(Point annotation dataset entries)
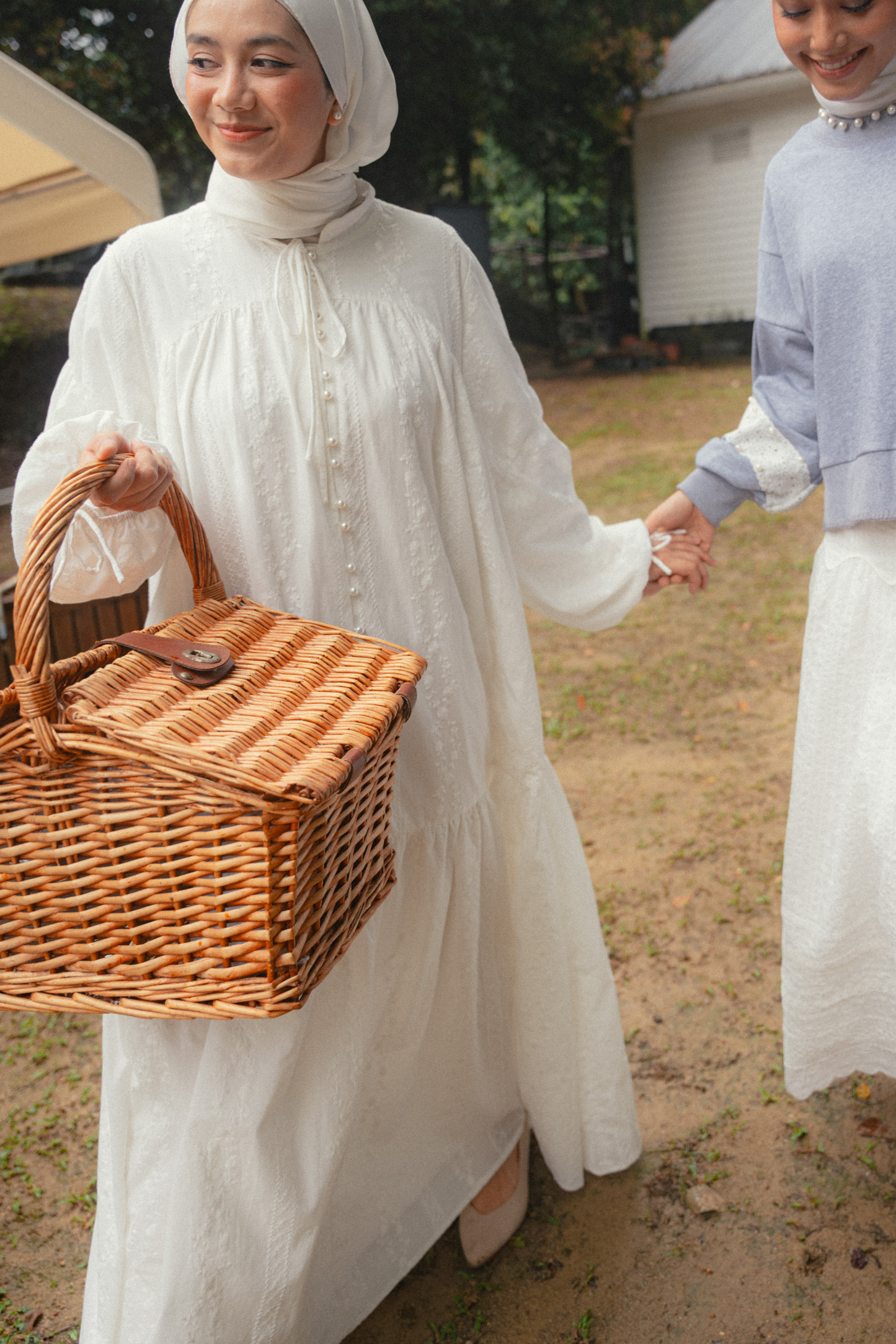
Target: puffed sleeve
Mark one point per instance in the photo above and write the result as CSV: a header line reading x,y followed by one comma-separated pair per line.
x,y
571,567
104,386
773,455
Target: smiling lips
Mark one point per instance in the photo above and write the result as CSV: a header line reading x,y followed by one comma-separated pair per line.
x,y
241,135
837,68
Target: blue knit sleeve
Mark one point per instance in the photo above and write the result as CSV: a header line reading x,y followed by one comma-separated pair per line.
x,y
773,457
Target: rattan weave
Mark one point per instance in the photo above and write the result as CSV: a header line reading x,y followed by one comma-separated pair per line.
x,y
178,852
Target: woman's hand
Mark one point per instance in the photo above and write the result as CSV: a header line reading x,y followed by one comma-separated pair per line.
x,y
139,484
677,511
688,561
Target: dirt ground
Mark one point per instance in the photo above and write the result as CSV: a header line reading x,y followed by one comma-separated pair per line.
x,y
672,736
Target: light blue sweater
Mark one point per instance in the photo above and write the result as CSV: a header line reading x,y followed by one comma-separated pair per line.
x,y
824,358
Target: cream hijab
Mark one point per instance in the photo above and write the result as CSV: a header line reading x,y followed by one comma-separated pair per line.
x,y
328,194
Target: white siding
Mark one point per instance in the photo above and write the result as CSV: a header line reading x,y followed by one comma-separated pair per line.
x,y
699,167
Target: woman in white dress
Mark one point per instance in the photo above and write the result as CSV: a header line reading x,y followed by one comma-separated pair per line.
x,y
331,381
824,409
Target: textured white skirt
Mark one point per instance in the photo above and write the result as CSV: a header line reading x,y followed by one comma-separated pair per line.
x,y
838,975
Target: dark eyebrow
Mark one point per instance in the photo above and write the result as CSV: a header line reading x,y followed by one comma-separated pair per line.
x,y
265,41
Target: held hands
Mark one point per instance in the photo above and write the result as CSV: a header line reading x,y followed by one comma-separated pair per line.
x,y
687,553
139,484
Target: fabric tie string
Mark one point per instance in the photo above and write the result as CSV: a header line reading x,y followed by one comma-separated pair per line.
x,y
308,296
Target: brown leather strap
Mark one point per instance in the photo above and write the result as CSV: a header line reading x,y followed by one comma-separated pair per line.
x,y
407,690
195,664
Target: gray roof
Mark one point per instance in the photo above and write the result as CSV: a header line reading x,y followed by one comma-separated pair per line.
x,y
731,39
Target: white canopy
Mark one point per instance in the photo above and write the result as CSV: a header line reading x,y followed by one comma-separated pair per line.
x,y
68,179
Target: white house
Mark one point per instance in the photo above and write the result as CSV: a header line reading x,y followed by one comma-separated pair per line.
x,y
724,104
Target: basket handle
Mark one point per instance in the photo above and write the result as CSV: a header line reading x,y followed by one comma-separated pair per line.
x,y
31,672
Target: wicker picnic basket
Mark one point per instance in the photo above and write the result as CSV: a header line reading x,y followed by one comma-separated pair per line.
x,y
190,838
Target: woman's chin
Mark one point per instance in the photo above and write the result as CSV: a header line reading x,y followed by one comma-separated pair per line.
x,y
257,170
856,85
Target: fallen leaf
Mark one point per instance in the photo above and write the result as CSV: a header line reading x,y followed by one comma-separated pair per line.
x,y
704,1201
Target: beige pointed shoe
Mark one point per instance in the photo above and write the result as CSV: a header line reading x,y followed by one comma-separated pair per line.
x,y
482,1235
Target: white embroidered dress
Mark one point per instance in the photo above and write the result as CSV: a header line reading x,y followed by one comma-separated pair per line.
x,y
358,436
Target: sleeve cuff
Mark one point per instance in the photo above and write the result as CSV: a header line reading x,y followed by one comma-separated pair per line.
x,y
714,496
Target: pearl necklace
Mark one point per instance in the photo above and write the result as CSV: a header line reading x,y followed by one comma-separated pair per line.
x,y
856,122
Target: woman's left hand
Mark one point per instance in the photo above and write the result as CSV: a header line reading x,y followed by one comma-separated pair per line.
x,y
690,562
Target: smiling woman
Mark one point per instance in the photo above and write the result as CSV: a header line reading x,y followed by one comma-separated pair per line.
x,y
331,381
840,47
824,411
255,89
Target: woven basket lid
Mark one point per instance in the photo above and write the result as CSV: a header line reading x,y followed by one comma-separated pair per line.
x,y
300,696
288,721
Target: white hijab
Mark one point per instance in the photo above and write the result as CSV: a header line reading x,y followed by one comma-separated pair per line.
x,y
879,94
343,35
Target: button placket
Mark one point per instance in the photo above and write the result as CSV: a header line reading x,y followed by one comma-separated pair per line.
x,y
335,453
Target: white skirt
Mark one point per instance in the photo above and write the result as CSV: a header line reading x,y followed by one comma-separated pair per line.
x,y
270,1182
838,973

WRITTEN TASK>
Copy out every line of the entries above word for word, leaving out the pictures.

FINISHED EXERCISE>
Target: puffed sleeve
Mark one point per instance in the photo above and write the result as CSV: a header line reading x,y followed by one comma-separated pair per line.
x,y
571,567
104,386
773,455
Target: smiling lips
Mark one point per instance in the photo above and write the result as CSV: a header line reading x,y followed by one comma-separated pair per line.
x,y
241,135
837,68
Target: blue knit sleeve
Mark one point per instance in the photo above and write the result as CSV: a header line reading x,y followed by one comma-separated pair per line.
x,y
773,457
Target: rattan weave
Mark one point per instance in the photo above and write the result as CSV: a header line reading x,y followed by one comma-separated pair per line.
x,y
178,852
Target: woman's hand
Mark one point per instance in the photo above and write the result as CSV: a header line reading x,y followed by one comma-separated pair per line.
x,y
139,484
677,511
688,561
Target: dirt ground
Mark one point per instance in the photo above and write the result as CSV: a header line reading x,y followed by one comma-separated pair per line.
x,y
672,736
Target: light blue sweater
Mark one point per instance in the photo above and write the result as CSV: a header line reading x,y followed by one comma-separated pair per line.
x,y
824,358
Target: cream hijab
Mark one point per instance in the photo above and write the result as CSV: a header line reading x,y followed by one comma-separated pair per line.
x,y
328,194
Target: white siding
Mark one point per instance in the photo above and write the result as CSV: a header line reading x,y followed by one comma-separated pair per line.
x,y
699,167
Target: woman in white dress
Mark one point per instance in the photo above and write the result as CSV: a header line reading x,y followed by one comma-separated pair per line.
x,y
331,381
824,409
Target: textured white skirt
Mark one point per instance in the photo above and write the result as CSV: a header line reading x,y followed by one comma-separated pair per line.
x,y
838,975
Target: dark eyebrow
Mark one point per instance in the photo above and write the result as CSV: a header line reading x,y followed by one comma-separated pair per line.
x,y
265,41
Target: held hands
Mark one point per instance in the photo above and write the result as CSV: a header line reading x,y followed by one comma-separated pair per line.
x,y
687,553
139,484
Target: fabric tie string
Mark one point per instance in the photo above and write the result as CSV: a header line reading x,y followed by one comma-separated pair per line.
x,y
308,296
Target: brown leather strap
Mark one point per instance in the photo above and write the result as CSV: a header line reading x,y followed by one comma-separated pair per line.
x,y
407,690
195,664
Target: gray roof
Mark one point per instance in the photo above and write the result as CSV: a header line reading x,y followed by one comma-separated pair per line.
x,y
731,39
Target: white canopy
Mark one point per instance in the photo above and write the result as CSV: a header line reading x,y followed by one comma-separated pair per line.
x,y
68,179
Target: white house
Mark one point per instance in the photo above and write the result as CSV: a header line reading x,y followed by one comma-separated pair per line.
x,y
724,104
Target: basket handle
Mark one point per instance in the photo above and write the result as CSV: a header line reading x,y followed by one comma-separated pair per line.
x,y
31,672
Target: wicker picnic basket
Mark one point per instance in the photo above and write the result as CSV: a header line reading x,y followed by one comma-separated pair per line.
x,y
190,838
Target: woman's chin
Mark one point per instance in the photo above and write the result as CSV: a header line reading x,y followed by one comma-separated pair per line.
x,y
257,170
856,85
Target: fallen leaf
Mark one point per instance in the photo above and write the result as CSV: a header line reading x,y followed by one comma-separated pair per line.
x,y
704,1201
Target: beige pointed shoe
Mark one point per instance in the photo above and write the result as CSV: a header line reading x,y followed by one comma-separated pair per line.
x,y
482,1235
Target: white embroidered dress
Mark one point per instance in the photo above and write the result as CSV: a header line reading x,y followed by one comma-separated pair per line.
x,y
358,436
Target: sleeve cuff
Mark one point per instance in the photo above and write the result as CSV: a header line reading x,y followed by one comma-separated pair per line.
x,y
714,496
Target: pearl necklace
Mark one point per instance in the photo above and write the result as CSV: a header line reading x,y followed by one comma-separated pair per line.
x,y
856,122
Target: woman's left hand
Mark one point per instance in the photo above and write the result as CSV: a header line reading x,y followed by one comma-separated pair per line.
x,y
690,562
Target: smiling woman
Mark one point per instance in the photo above and write the result as CSV: a header line reading x,y followed by one comma-separated pair per line.
x,y
331,381
840,47
824,411
255,89
Target: woven basket lid
Mark one point per instance in the photo above and write the result as CSV: a header line reading x,y followed by one comma-separated pair per line.
x,y
300,696
288,721
Target: white hijab
Mark one point per instance in the photo above and write the result as CSV: a header line reading x,y followed by one comma-separated pair per line.
x,y
879,94
343,35
Target: button placket
Mark one point per instance in the photo above and write the result as CSV: a header line reading x,y followed by one comma-separated pair per line.
x,y
335,453
Target: white skirt
Mark one point per instance in the photo above and write the result as CSV: a header line reading x,y followed by one comma-separated pair per line.
x,y
270,1182
838,973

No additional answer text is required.